• Exercise details: Pull out each line of the items below that contains the string "accurate", and copy every such line in full.

• Stored entries:
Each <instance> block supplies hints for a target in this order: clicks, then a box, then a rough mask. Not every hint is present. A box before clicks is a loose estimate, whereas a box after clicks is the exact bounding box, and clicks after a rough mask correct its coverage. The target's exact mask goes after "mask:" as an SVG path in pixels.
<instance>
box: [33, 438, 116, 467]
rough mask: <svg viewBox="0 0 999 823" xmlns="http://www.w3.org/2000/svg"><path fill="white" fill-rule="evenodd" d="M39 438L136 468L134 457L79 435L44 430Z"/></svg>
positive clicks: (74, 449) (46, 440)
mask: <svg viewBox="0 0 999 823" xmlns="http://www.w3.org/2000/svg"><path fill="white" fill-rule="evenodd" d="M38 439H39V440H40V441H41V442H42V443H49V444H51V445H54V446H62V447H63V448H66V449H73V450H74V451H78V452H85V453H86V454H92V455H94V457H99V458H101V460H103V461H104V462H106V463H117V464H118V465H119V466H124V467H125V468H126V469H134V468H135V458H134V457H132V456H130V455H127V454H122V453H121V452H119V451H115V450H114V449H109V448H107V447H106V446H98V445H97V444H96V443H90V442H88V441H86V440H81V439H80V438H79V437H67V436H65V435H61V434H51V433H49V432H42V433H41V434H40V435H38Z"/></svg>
...
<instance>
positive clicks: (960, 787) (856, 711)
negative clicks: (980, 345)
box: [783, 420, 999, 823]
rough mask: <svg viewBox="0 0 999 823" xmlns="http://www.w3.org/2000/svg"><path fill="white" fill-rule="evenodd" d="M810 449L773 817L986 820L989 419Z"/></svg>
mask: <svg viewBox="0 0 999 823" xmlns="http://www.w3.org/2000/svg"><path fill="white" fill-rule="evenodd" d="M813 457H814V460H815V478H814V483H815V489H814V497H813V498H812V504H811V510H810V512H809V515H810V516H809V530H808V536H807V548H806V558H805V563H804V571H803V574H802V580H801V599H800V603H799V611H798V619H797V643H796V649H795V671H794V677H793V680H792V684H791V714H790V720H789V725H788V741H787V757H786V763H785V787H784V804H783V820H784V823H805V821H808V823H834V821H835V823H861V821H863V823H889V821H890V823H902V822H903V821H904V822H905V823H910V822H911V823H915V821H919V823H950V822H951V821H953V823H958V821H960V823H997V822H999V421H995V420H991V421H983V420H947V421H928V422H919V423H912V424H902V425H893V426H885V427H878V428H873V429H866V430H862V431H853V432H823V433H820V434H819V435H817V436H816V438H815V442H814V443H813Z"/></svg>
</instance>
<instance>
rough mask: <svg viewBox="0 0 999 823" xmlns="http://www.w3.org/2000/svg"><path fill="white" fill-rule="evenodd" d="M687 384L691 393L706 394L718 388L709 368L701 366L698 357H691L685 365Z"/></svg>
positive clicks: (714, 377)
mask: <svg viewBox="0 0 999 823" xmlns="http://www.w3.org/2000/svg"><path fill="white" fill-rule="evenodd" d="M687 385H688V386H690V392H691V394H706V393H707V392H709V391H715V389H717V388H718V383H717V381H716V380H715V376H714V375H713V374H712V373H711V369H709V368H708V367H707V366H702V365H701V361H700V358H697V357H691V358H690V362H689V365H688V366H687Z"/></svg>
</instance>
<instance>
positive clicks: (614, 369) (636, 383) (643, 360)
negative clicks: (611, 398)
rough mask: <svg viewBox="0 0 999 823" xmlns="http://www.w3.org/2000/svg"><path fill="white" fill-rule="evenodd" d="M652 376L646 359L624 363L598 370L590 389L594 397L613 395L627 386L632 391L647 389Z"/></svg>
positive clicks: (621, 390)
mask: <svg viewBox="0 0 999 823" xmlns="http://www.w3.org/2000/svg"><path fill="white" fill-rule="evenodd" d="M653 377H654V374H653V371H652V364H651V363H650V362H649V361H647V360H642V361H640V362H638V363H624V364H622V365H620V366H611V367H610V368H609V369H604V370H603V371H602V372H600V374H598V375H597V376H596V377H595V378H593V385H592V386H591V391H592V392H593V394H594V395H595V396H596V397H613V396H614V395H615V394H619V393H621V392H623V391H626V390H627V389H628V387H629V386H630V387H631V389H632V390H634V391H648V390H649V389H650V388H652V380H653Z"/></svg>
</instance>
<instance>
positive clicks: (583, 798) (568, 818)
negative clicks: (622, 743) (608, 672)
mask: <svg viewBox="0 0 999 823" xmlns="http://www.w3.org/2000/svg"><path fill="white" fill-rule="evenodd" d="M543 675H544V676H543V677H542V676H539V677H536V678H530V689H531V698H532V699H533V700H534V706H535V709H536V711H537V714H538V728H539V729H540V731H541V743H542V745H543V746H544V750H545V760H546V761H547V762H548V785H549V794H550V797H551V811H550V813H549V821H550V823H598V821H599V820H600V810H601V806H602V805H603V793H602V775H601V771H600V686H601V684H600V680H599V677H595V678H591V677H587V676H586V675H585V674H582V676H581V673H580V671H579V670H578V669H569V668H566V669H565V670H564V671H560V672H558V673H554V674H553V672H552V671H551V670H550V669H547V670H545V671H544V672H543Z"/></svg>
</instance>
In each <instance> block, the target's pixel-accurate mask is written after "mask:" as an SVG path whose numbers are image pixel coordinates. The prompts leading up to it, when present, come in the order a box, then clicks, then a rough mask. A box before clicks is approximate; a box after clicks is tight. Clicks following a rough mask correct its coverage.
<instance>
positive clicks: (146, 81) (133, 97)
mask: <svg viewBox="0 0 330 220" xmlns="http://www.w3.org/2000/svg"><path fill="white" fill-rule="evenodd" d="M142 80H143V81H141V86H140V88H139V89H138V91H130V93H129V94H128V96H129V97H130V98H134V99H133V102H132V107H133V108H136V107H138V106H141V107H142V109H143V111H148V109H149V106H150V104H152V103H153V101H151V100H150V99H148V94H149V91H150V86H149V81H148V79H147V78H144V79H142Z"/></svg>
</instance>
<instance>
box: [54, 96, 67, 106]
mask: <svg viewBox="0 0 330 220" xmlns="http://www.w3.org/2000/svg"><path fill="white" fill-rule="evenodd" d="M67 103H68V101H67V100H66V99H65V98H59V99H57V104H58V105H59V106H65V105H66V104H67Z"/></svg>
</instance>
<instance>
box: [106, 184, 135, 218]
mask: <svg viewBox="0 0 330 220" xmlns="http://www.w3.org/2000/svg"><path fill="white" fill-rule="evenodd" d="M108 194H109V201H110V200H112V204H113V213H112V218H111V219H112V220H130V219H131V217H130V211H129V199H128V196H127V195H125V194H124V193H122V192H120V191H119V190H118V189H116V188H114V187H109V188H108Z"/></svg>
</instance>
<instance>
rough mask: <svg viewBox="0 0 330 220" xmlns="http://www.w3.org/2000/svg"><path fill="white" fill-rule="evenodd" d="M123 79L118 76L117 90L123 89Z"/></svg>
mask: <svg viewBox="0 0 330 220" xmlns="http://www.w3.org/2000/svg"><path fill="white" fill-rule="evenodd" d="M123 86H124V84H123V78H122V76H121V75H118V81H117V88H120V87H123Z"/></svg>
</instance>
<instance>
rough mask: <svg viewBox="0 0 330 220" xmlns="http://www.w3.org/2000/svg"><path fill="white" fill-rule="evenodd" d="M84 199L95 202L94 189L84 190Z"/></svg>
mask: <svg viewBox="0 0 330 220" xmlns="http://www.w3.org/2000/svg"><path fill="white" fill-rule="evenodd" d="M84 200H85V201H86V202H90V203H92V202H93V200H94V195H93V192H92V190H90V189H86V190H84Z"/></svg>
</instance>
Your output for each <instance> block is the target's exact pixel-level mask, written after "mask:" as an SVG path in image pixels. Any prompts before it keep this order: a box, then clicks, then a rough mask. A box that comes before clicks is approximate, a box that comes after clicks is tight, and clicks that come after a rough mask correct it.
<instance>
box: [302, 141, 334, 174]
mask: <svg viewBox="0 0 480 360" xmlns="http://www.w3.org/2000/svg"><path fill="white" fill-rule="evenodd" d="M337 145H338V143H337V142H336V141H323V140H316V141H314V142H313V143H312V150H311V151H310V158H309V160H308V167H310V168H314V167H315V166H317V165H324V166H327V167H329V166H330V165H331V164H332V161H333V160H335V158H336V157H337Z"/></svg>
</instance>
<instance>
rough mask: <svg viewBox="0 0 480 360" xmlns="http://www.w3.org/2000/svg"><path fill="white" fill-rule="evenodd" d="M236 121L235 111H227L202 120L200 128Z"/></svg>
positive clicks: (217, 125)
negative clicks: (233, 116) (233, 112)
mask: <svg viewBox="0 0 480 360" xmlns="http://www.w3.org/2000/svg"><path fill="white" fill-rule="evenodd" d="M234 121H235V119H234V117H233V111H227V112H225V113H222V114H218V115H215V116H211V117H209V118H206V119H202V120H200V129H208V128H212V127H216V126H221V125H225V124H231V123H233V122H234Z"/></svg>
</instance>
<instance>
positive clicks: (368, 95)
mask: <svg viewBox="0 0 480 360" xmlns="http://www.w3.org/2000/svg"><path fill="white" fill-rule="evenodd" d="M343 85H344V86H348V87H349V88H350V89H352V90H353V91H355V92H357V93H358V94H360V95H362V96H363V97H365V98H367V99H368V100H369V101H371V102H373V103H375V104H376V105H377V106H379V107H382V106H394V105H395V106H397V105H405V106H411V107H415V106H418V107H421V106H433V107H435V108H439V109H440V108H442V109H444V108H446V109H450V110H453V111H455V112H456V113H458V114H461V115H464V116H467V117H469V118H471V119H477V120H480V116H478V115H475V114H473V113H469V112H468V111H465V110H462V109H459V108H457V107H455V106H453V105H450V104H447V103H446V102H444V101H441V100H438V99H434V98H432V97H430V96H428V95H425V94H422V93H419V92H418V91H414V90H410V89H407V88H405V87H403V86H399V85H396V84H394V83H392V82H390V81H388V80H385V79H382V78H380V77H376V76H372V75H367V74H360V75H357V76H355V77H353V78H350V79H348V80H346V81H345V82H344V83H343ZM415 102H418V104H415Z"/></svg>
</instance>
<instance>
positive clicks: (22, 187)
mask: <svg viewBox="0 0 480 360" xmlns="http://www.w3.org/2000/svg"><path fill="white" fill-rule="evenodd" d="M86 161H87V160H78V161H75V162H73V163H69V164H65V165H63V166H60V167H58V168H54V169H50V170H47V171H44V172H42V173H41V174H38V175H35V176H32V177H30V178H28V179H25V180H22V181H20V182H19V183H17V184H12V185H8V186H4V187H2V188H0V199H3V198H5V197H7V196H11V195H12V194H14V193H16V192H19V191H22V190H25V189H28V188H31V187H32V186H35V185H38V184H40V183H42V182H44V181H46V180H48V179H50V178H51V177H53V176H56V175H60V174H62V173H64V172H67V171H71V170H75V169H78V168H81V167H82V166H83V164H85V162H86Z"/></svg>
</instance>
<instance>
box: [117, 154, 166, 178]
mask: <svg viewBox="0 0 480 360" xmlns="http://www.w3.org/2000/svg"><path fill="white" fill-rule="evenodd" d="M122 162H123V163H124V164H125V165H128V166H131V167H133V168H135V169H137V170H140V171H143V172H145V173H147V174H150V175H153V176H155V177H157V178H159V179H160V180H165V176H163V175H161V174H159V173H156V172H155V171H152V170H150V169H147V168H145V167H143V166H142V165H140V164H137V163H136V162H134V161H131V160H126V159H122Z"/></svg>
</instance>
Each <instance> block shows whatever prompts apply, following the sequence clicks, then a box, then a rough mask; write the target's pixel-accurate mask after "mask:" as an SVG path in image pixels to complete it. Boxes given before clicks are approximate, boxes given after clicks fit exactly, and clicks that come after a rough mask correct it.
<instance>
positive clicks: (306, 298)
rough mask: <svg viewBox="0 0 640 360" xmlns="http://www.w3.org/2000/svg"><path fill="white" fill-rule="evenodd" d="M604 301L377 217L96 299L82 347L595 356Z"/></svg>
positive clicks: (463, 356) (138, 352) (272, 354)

• Answer below:
In each <instance> block, the target's pixel-accurate mask is written after "mask:" as an SVG path whose numbers are image pixel coordinates. The prompts leading up to it, when present, come in the order a box, then clicks, then a rough mask. A box before clicks is approximate; a box after clicks is tight. Clicks following a rough mask correct its coverage.
Each <instance> block shows whatever prompts apply, following the sequence clicks, then a box, then a rough mask; write the target's pixel-accurate mask after "mask:" as an SVG path in image pixels to complete it. Boxes given before clicks are approximate, boxes given after clicks fit exactly, and clicks that come after a rough mask correct it.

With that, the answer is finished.